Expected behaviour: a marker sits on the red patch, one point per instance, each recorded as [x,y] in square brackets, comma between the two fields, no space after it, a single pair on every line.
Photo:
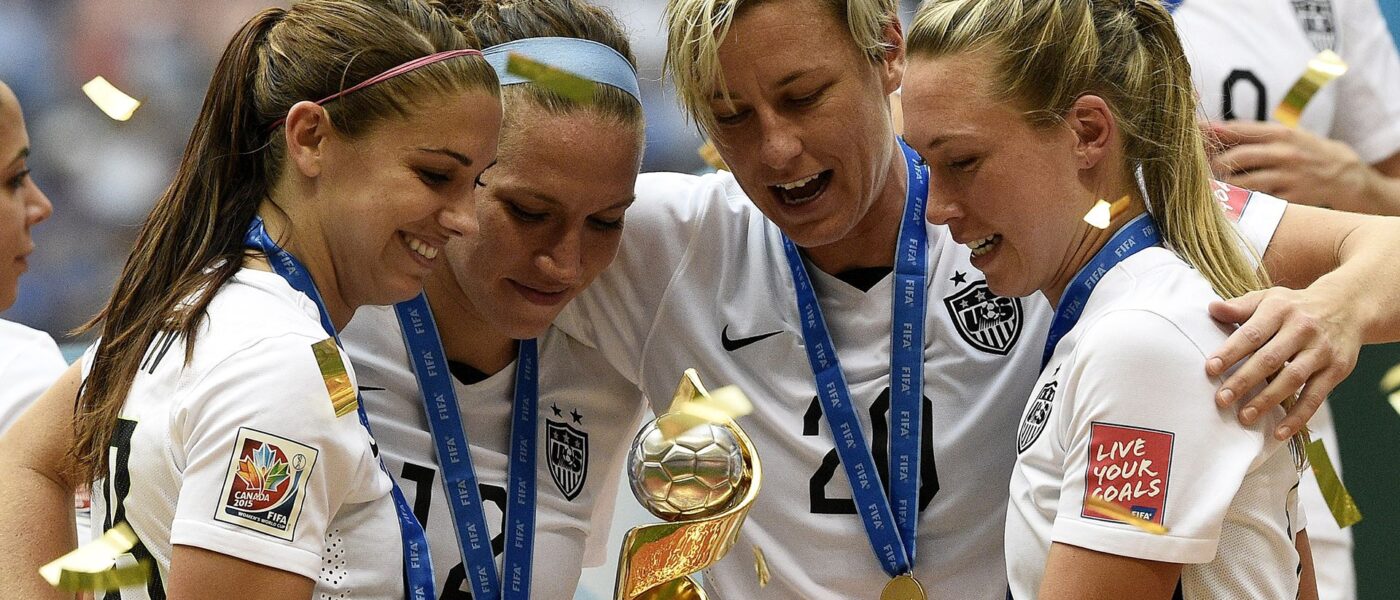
[1232,199]
[1130,467]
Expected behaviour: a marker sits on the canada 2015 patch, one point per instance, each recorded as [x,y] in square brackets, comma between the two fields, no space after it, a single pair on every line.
[266,483]
[1129,466]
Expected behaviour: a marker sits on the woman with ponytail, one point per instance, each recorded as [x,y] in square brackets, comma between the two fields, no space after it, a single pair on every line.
[1029,112]
[338,150]
[550,214]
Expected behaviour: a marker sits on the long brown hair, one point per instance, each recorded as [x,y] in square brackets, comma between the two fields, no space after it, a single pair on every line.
[191,244]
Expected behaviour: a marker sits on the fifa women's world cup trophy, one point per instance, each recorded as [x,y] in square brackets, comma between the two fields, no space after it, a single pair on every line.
[695,469]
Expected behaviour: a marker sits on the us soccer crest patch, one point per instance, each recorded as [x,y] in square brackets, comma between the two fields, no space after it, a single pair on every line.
[984,320]
[1036,418]
[567,452]
[266,483]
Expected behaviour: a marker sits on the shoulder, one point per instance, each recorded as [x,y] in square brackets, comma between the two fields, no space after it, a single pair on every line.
[28,346]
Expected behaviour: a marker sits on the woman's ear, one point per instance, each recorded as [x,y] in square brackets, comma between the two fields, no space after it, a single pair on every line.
[307,130]
[1094,129]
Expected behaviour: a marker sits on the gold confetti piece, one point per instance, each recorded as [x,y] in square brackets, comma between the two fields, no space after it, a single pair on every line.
[343,399]
[695,406]
[1122,513]
[1322,69]
[93,565]
[711,155]
[760,565]
[1103,213]
[1339,501]
[553,79]
[112,101]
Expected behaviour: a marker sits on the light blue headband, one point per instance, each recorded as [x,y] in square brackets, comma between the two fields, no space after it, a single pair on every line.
[584,58]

________________________

■ PROBLEM DESCRIPTION
All of the data above should be transcribed verbatim, with pictures omitted.

■ SOLUTION FOR THIS PROBLEM
Expected behaviour: a marker sits on the red patch, one point per instance, each recorded as [x,y] in square brackets, comma between the two fields, no space after it, a single pair on every line.
Photo:
[1232,199]
[1130,467]
Expected behaviour: a marker sits on the canada 2015 patch, one point per instance, each recorded as [x,y] in square brackets, comma between the two fields, no space after it, a single pair on every line.
[266,483]
[1129,466]
Expected behaviour: a marker sits on the woman with ponytail, one point per instance, each recorded as [x,y] in square brackets, comma between the two fields, no space after it, a single pair on every line.
[1029,112]
[338,150]
[550,214]
Expected behaviour: a marker sits on the long brown hair, one point per instance, each recorded as [x,y] in square brackets, comma between the two fields, no space after it, a single pair on every line.
[191,244]
Expected behaviour: a marker sits on the fifa women's world cup trophy, one point per instance, each recorded as [x,y] in square brackets, comma between the two fields, no space after it, a single pair on every line.
[695,469]
Expected behaviour: a marker sits on the us soccer crest patch, one point per instance, each recorded as [x,y] in square brackets, comma between the two fields, no space after it, a single pair on every line.
[984,320]
[1036,418]
[567,452]
[266,483]
Expected behaviour: a marker sits on the shoulder, one point per instance, each recorded as [x,y] in square brackets, comma between the two fields, no space after it, a single pair on every line.
[28,346]
Expected behaviour: a marker sits on the woman's ear, one point per instance, each recorded as [x,y] in square brackets, comma between the two fields, no space after it, a single pair on every line.
[307,130]
[1094,129]
Expected behaviour: a marker sits on the gold confetti piece, one point per instance, each recorded as [x,y] in square brackets, comma between the two fields, no space after it, a single pair on every line.
[343,399]
[695,406]
[1122,513]
[1322,69]
[93,565]
[711,155]
[760,565]
[1103,213]
[1339,501]
[553,79]
[112,101]
Expected behaviour: a marker sits on the light blue headband, one point per instance, each recorded as [x,y] in square brackets, comma between the two fields, no space after it, a single pair on every line.
[584,58]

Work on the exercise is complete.